▶ [Exercise requirements]: Reproduce the following lines verbatim, character for character, with nothing changed, added, or omitted.

▶ [Data records]:
================================

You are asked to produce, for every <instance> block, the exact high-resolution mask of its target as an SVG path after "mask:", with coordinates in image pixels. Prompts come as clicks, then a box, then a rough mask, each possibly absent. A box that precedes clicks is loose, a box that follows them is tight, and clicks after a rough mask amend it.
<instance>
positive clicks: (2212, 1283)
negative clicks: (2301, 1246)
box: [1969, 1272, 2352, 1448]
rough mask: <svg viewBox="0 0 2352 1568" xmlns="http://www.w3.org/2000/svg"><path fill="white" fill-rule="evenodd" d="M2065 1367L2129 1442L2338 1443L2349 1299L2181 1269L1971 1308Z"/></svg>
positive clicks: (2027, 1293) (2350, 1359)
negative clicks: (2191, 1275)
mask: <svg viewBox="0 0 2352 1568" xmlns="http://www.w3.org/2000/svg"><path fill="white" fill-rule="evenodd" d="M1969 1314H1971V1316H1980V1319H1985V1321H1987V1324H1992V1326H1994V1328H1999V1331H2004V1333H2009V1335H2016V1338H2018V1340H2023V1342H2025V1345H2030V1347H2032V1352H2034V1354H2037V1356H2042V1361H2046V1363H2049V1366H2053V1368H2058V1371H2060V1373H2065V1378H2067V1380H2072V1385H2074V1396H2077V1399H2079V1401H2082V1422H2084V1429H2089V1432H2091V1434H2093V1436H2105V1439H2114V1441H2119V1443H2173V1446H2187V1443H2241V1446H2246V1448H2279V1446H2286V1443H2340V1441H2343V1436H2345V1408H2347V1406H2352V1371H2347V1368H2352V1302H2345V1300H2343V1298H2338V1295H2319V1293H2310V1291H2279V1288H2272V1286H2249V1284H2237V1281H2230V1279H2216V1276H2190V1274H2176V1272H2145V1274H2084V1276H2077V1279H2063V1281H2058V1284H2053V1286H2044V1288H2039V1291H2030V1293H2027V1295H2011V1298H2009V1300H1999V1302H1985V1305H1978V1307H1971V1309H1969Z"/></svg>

================================

▶ [Task solution]:
You are asked to produce, for every <instance> block, the exact high-resolution mask of its target as an SVG path after "mask:", with coordinates in image pixels. Prompts come as clicks, then a box, then a rough mask, each possibly absent. A box that precedes clicks is loose, a box that follows them is tight, and clicks after a rough mask amend it.
<instance>
positive clicks: (2212, 1283)
negative clicks: (2301, 1246)
box: [1969, 1272, 2352, 1448]
rough mask: <svg viewBox="0 0 2352 1568" xmlns="http://www.w3.org/2000/svg"><path fill="white" fill-rule="evenodd" d="M2065 1367L2129 1442L2338 1443L2349 1299L2181 1269L1971 1308Z"/></svg>
positive clicks: (2027, 1293) (2350, 1359)
negative clicks: (2191, 1275)
mask: <svg viewBox="0 0 2352 1568" xmlns="http://www.w3.org/2000/svg"><path fill="white" fill-rule="evenodd" d="M1969 1314H1971V1316H1980V1319H1985V1321H1987V1324H1992V1326H1994V1328H1999V1331H2004V1333H2009V1335H2016V1338H2018V1340H2023V1342H2025V1345H2030V1347H2032V1352H2034V1354H2037V1356H2042V1361H2046V1363H2049V1366H2053V1368H2058V1371H2060V1373H2065V1378H2067V1380H2072V1385H2074V1396H2077V1399H2079V1401H2082V1422H2084V1429H2089V1432H2091V1434H2093V1436H2105V1439H2114V1441H2119V1443H2173V1446H2187V1443H2241V1446H2246V1448H2279V1446H2286V1443H2340V1441H2343V1436H2345V1408H2347V1406H2352V1371H2347V1368H2352V1302H2345V1300H2343V1298H2338V1295H2319V1293H2310V1291H2279V1288H2272V1286H2249V1284H2237V1281H2230V1279H2216V1276H2190V1274H2176V1272H2145V1274H2084V1276H2077V1279H2063V1281H2058V1284H2053V1286H2044V1288H2039V1291H2030V1293H2027V1295H2011V1298H2009V1300H1999V1302H1985V1305H1978V1307H1971V1309H1969Z"/></svg>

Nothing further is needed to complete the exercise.